== GIVEN ENTRIES ==

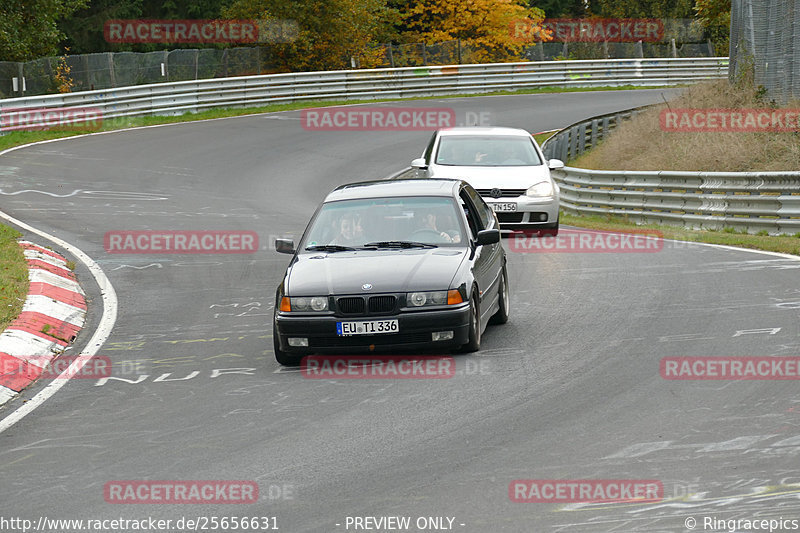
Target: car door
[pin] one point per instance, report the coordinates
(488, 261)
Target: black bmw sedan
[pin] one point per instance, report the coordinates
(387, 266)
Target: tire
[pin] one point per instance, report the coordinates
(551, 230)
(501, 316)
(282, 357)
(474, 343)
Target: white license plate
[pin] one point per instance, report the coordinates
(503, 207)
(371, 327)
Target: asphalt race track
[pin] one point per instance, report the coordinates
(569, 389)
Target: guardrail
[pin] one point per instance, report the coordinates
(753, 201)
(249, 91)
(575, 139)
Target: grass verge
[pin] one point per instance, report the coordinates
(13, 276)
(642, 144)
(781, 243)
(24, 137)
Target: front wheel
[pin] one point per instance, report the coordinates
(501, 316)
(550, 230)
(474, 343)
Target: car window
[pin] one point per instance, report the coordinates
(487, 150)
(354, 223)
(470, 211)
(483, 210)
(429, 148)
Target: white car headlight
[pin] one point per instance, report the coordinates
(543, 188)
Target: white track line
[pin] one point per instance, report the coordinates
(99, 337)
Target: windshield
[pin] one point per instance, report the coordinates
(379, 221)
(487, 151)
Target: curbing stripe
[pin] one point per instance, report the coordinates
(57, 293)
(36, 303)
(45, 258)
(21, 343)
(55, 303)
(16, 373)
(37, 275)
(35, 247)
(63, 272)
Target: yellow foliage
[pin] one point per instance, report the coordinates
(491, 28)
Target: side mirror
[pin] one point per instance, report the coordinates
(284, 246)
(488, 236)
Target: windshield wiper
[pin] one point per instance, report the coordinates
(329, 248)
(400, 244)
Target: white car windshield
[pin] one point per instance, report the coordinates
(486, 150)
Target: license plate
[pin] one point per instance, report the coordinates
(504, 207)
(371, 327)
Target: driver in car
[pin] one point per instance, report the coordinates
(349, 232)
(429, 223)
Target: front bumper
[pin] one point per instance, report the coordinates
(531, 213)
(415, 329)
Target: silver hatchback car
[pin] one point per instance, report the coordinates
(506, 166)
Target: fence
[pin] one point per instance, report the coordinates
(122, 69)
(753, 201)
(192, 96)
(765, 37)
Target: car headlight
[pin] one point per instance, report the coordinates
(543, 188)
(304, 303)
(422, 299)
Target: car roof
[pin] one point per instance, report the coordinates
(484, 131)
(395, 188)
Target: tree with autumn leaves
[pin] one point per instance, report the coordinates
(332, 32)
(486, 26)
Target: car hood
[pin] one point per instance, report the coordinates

===

### INSTRUCTIONS FOR THE TASK
Count the lines of the entries above in which the string "white" appears. Supply the number only.

### ANSWER SECTION
4